:: Passage provided

Since this project is about simulating a customer support team for an online drone e-commerce website, I plan to set the background to an online unmanned aerial vehicle e-commerce site.

I need two files: one file to introduce the drones being sold in the store and their details. Another file contains common FAQs about drone use and after-sales terms.

To avoid business and data licensing issues, I plan to use LLM to generate the text I want. I specifically instructed LLM not to include any brands or real product information.

Here is a screenshot of my file generation:

Screenshot of data file generated using LLM.
Screenshot of data file generated using LLM. Image by Author

You can take my prompt as a reference:

SKUS_TEMPLATE_EN = """
    You are the owner of an online drone store, please generate a description in English of all the drones for sale.
    Include the drone model number, selling price, detailed specifications, and a detailed description in more than 400 words.
    Do not include brand names.
    No less than 20 types of drones, ranging from consumer to industrial use.
"""
TERMS_TEMPLATE_EN = """
    You are the head of a brand's back office department, and you are asked to generate a standardized response to after-sales FAQs in English that is greater than 25,000 words.
    The text should include common usage questions, as well as questions related to returns and repairs after the sale.
    This text will be used as a reference for the customer service team when answering customer questions about after-sales issues.
    Only the body text is generated, no preamble or explanation is added.
"""

Step three, handle indexing and retrieve privatized data

The foundation LLM does not contain corporate internal data. For enterprise applications, it is inevitable to use RAG to allow the LLM to access corporate privatized data.

Our drone store is no exception. Before letting the agent staff start work, we need to provide them with some tools to access the product catalog and after-sales policy.

::::

What to work on: Continue the drone store text, starting right after its last sentence. The data that comes next has no connection to the drone store text.

:: Collected material

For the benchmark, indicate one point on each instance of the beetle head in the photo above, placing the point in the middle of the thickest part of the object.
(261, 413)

::::

Written response:
LlamaIndex provides many indexes suitable for different occasions. If used in a real system, I would prefer to use KnowledgeGraphIndex for product information text.

However, to make the sample project easy to understand, I still choose to use chromadb and VectorStoreIndex:

def get_index(collection_name: str,
              files: list[str]) -> VectorStoreIndex:
    chroma_client = chromadb.PersistentClient(path="temp/.chroma")

    collection = chroma_client.get_or_create_collection(collection_name)
    vector_store = ChromaVectorStore(chroma_collection=collection)
    storage_context = StorageContext.from_defaults(vector_store=vector_store)

    ready = collection.count()
    if ready > 0:
        print("File already loaded")
        index = VectorStoreIndex.from_vector_store(vector_store=vector_store)
    else:
        print("File not loaded.")
        docs = SimpleDirectoryReader(input_files=files).load_data()
        index = VectorStoreIndex.from_documents(
            docs, storage_context=storage_context, embed_model=embed_model,
            transformer=[SentenceSplitter(chunk_size=512, chunk_overlap=20)]
        )

    return index


INDEXES = {
    "SKUS": get_index("skus_docs", ["data/skus_en.txt"]),
    "TERMS": get_index("terms_docs", ["data/terms_en.txt"])
}

The running flowchart of this code is as follows:

The running flowchart of the code.
The running flowchart of the code. Image by Author

If vector data already exists, return the index directly. If the data has not been loaded yet, first load the data into the vector store, then return the index.

Then we add a tool method to help the agent get the corresponding retriever:

async def query_docs(
        index: VectorStoreIndex, query: str,
        similarity_top_k: int = 1
) -> str:
    retriever = index.as_retriever(similarity_top_k=similarity_top_k)
    nodes = await retriever.aretrieve(query)
    result = ""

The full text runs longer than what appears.